--- START Entries ---
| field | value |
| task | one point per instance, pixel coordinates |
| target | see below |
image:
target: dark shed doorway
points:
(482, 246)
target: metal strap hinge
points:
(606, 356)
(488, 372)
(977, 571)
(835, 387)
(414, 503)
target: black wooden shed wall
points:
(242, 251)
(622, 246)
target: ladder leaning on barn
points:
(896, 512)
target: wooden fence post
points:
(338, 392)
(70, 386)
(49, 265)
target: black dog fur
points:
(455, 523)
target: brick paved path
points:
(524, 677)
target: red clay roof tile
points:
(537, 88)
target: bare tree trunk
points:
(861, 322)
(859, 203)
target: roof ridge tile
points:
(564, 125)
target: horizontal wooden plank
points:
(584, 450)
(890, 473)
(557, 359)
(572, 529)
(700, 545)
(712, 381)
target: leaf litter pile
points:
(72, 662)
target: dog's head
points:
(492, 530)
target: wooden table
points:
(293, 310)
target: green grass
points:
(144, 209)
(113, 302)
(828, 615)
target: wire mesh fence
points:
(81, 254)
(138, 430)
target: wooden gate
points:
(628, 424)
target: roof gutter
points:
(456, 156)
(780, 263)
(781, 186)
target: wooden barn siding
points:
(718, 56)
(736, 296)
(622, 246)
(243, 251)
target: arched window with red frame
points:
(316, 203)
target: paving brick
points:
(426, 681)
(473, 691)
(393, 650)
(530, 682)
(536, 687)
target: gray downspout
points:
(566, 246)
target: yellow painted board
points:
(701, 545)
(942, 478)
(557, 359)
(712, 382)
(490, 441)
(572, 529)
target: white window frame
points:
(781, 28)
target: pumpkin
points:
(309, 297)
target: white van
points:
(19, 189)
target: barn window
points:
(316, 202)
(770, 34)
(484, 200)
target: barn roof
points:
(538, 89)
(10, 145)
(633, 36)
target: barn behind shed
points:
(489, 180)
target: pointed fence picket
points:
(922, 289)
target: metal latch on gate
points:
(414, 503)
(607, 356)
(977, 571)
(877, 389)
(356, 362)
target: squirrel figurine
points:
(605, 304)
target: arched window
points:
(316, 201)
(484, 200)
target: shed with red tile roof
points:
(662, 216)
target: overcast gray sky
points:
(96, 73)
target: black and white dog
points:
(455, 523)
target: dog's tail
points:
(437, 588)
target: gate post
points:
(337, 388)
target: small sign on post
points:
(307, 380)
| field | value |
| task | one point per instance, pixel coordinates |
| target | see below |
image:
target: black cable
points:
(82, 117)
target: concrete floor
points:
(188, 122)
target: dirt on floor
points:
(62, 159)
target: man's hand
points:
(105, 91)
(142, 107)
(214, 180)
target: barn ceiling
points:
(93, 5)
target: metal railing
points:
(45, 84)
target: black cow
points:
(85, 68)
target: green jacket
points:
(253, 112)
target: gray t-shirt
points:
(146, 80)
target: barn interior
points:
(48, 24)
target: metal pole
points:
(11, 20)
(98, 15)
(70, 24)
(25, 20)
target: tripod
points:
--- END Entries ---
* The request *
Rewrite the lines from the one containing "target: man's hand" through the end of the records, inclusive, with "metal" replaced by "steel" and everything else unchanged. Return only those lines.

* Output below *
target: man's hand
points:
(105, 91)
(142, 107)
(214, 180)
target: barn ceiling
points:
(93, 5)
target: steel railing
points:
(45, 84)
target: black cow
points:
(85, 68)
target: green jacket
points:
(253, 112)
target: gray t-shirt
points:
(146, 80)
target: barn interior
points:
(48, 24)
target: steel pole
points:
(11, 20)
(98, 15)
(70, 24)
(25, 20)
target: tripod
points:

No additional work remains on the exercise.